**** Source text
The present invention is directed toward carrier assemblies, planarizing machines with carrier assemblies, and methods for mechanical and/or chemical-mechanical planarization of micro-device workpieces. In one embodiment, a carrier assembly for holding a microelectronic workpiece comprises a head, a backing assembly in the head, and a selective barrier. The head includes a chamber, a pneumatic line in fluid communication with the chamber through which a pneumatic fluid passes, and a retaining member defining a perimeter portion of a workpiece cavity. The backing assembly is positioned in the chamber of the head. The backing assembly, for example, can include a plate in the chamber and a diaphragm on one side of the plate. The diaphragm further defines a backside portion of the workpiece cavity. The selective barrier is positioned in at least one of the chamber and/or the pneumatic line, and the barrier is configured to inhibit contaminants from back-flowing into at least a portion of the pneumatic line. As a result, when the diaphragm rips, the barrier prevents the planarizing solution from fouling the pneumatic line and/or the rotary coupling.
********
**** Dataset
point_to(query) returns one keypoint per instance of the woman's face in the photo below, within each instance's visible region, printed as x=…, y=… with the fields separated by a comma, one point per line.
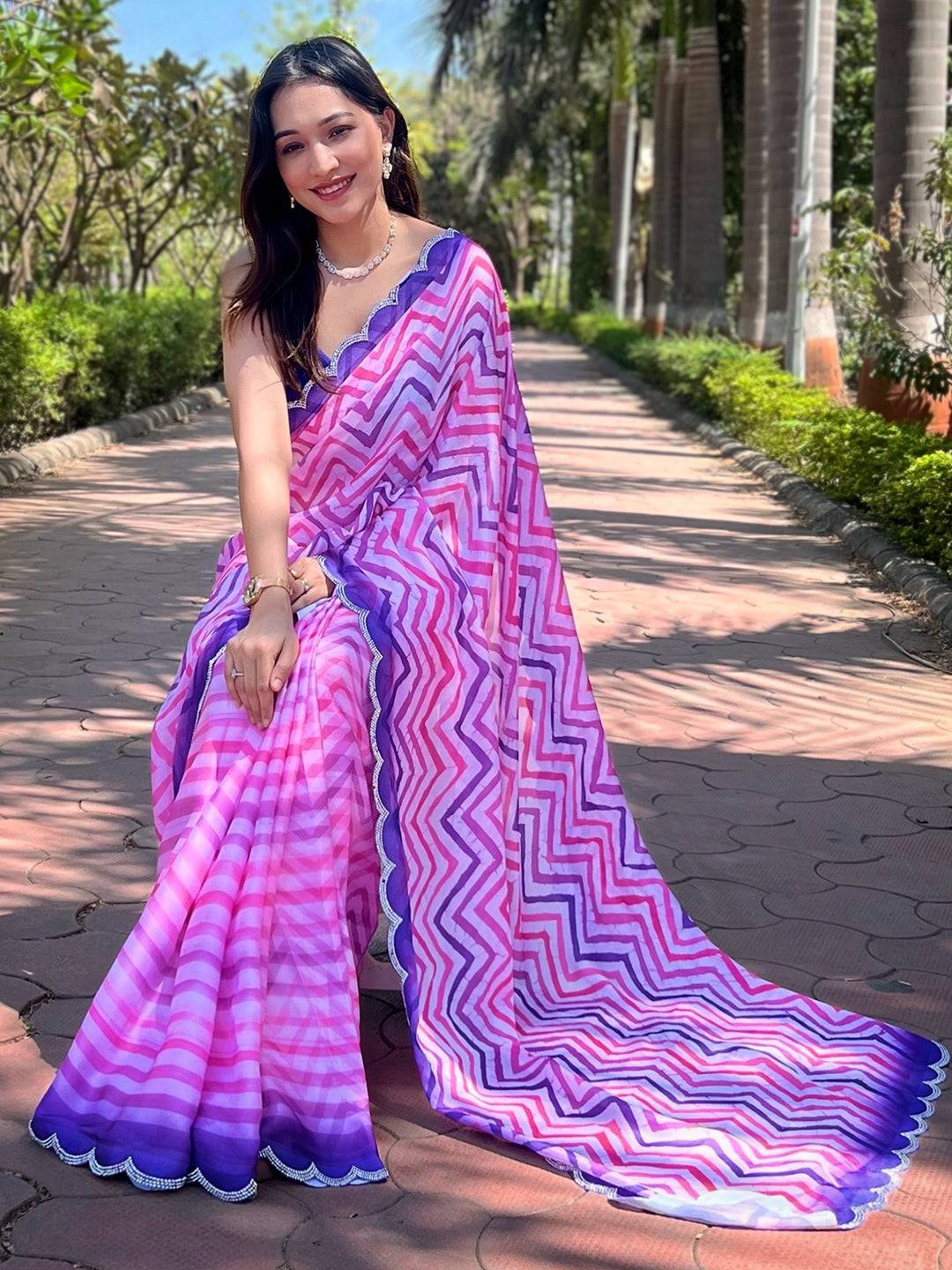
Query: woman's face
x=322, y=138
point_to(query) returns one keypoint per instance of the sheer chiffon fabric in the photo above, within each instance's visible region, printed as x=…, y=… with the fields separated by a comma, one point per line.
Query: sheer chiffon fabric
x=438, y=748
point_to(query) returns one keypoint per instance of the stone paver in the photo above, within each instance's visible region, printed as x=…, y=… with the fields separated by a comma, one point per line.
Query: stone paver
x=788, y=770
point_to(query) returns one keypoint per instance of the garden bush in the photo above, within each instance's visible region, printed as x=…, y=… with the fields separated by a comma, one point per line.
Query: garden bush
x=917, y=503
x=69, y=360
x=895, y=471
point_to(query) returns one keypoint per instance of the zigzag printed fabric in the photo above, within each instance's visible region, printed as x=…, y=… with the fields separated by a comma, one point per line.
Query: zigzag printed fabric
x=438, y=750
********
### Problem set
[a] According to the text on carrier assemblies, what does the selective barrier prevent when the diaphragm rips?
[b] Extend the text on carrier assemblies for planarizing machines, picking up after its final sentence.

### Results for the exercise
[a] It prevents the planarizing solution from fouling the pneumatic line and/or the rotary coupling.

[b]
The barrier can be located in the pneumatic line, the chamber, or at the plate. The barrier can comprise a material that allows air to pass through the pneumatic line while blocking liquids and solids from proceeding past the barrier. For example, in one embodiment the barrier can be a membrane that allows gases to pass through the pneumatic line. In other embodiments, the barrier can be a filter that removes solid particles from the fluid flow. The filter, for example, can be a mesh, random woven strands, a porous pad, or other type of porous material that prevents abrasive particles and other particulates in the planarizing solution from flowing past the filter. Certain embodiments of filters can allow liquid and air to flow through the pneumatic line. Suitable materials for the filter include nylon, ceramics, polyesters, compressed materials, sintered materials, nano-tubes, and other materials.

Another embodiment of a carrier assembly for holding a microelectronic workpiece includes a head having a retaining member and a backing member positioned with respect to the retaining member to define a workpiece cavity for retaining the workpiece. The carrier assembly can also include a pneumatic assembly having a pneumatic line to transport a flow of gas relative to the backing member and a selective barrier in the pneumatic assembly that inhibits liquids and/or solids from back-flowing through at least a portion of the pneumatic line. In this embodiment, the carrier assembly can further comprise a chamber in the head, and the backing member can be positioned to enclose a portion of the chamber. The selective barrier can be located in the pneumatic line and/or the chamber, and the selective barrier can be a membrane, a filter, or another material. The selective barrier can be configured to allow air to pass through the pneumatic line, but prevent liquids and particulate matter from passing beyond the membrane.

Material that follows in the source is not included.